───── Source

To calculate the probability that an event might happen, one must have a complete understanding of the possible outcomes of the event. Knowing these outcomes is knowing the sample space of the event. The probability of the event happening is calculated by the number of possible successes of the event by the total number of possible outcomes of the event.

Example 1:

What is the probability, when tossing a fair number cube, of the result being an odd number?

Answer: \(50\%\)

Explanation:

A number cube has six numbers: \(1,2,3,4,5,6\). Thus, the sample space contains \(6\) possible outcomes. Three of the numbers are odd. Therefore the probability of getting an odd number is \(3\) out of \(6,\) which is \(50\%.\)

Example 2:

What is the probability of drawing a “king” from a standard deck of cards?

Answer: \(\frac{1}{13}\)

Explanation:

A standard deck of cards has \(52\) cards, \(4\) of which are kings. Thus, the sample space contains \(52\) possible outcomes. Therefore, the probability of getting a king is \(\frac{4}{52},\) which simplifies to \(\frac{1}{13}\).

Example 3:

What is the probability of throwing a pair when tossing two number cubes (dice)?

Answer: \(\frac{1}{6}\)

Explanation:

Each number cube has \(6\) numbers, with \(36\) possible outcomes, such as: \(\left( {1,5} \right),\;\left( {3,2} \right),\left( {2,6} \right),\;{\rm{etc}}{\rm{.}}\) Out of the \(36\) possible outcomes, there are \(6\) possible pairs, such as \(\left( {1,1} \right),\;\left( {2,2} \right),\;\left( {3,3} \right),\;{\rm{etc}}.\) Therefore, the probability of getting a pair is \(\frac{6}{36}\), which simplifies to \(\frac{1}{6}\).

Measures of Center

There are three primary measures of central tendency in a data set.

Mean—the mean of a data set is also called the average or arithmetic average of the data set. It is calculated by adding all of the members of the data set and then dividing by the number of members.

Example:

What is the mean of the following set? \(\{ 63,\,71,\,72,\,94,\,89,\,75,\,86,\,82\}\)

Answer:

Explanation: \(79\)

──────────
───── Information supplied

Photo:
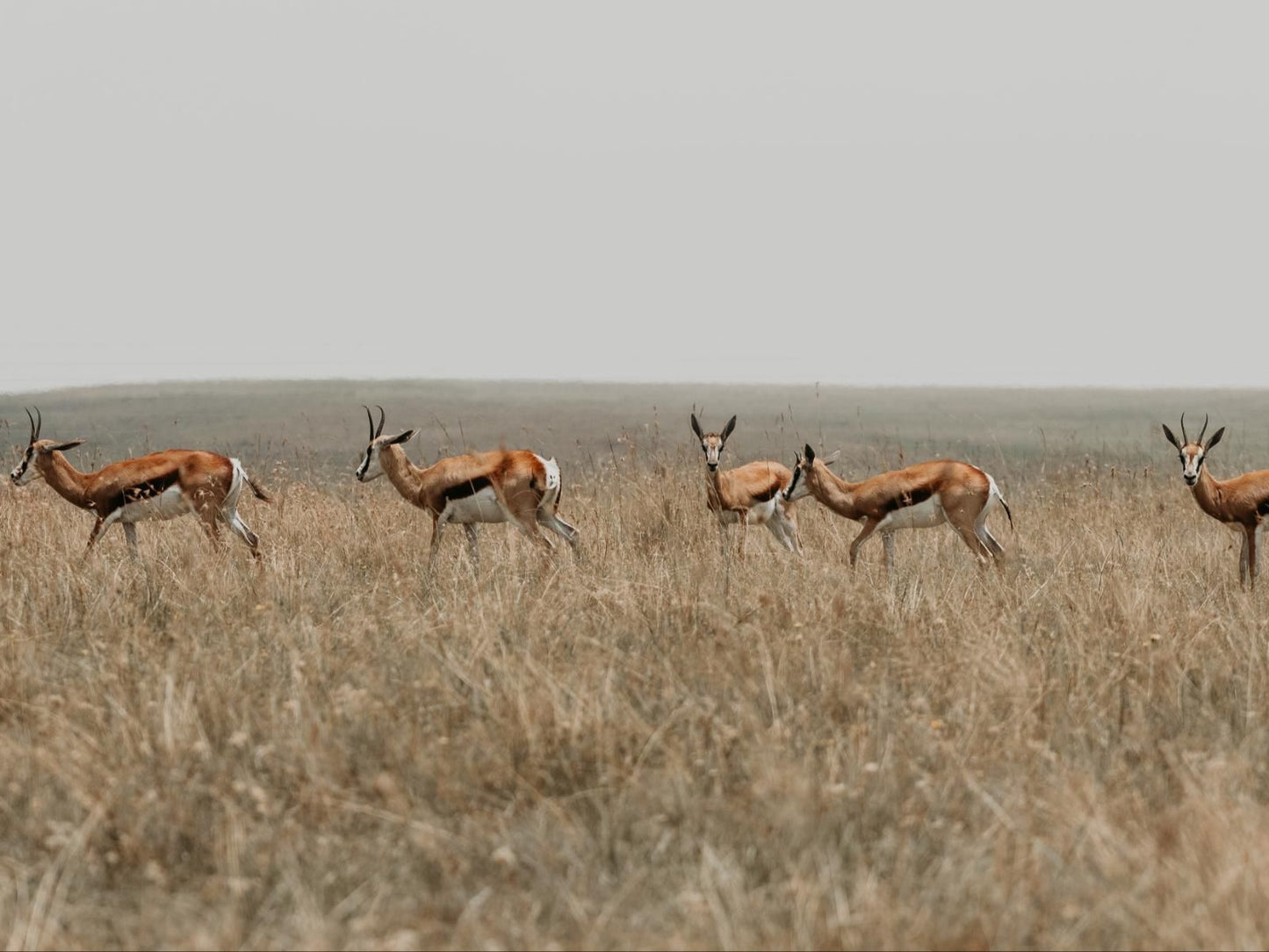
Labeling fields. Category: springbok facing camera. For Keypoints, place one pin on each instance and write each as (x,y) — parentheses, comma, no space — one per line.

──────────

Short task 1
In the lesson on probability and measures of center, what are the answers given for the three probability examples?
Short task 2
According to the lesson on probability and measures of center, how many possible outcomes are there when tossing two number cubes?
Short task 3
Resume the lesson on probability and measures of center from its final line.

Exercise output 1
50%, 1/13, 1/6

Exercise output 2
36

Exercise output 3
\[\frac{632}{8} = 79\]

Median—the median of a data set is the middle value that separates the lower half of the data set from the upper half. If the data set has an odd number of members, the median is the center number, when the members are arranged in order from least to greatest. If the data set has an even number of members, then the median is the average of the two middle numbers, when the members are arranged in order from least to greatest.

Example:

What is the median of the following data set? \(\{ 63,\,71,\,72,\,94,\,89,\,75,\,86,\,82\}\)

Answer: \(78.5\)

Explanation:

First, rearrange the members of the data set in order from least to greatest.

\[\{ 63,\,71,\,72,\,75,\,82,\,86,\,89,\,94\}\]

Next, count the members of the data set. The set has \(8\) members, which is even. Thus, the middle numbers in the data set are the fourth and fifth numbers. Add them together and divide by two. \((75 + 82) \div 2 = 78.5\)

Mode—the mode is the most frequent value in the data set.

Example:

What is the mode of the following data set? \(\{ 63,\,71,\,72,\,75,\,94,\,89,\,75,\,86,\,75,\,82\}\)

Answer: \(75\)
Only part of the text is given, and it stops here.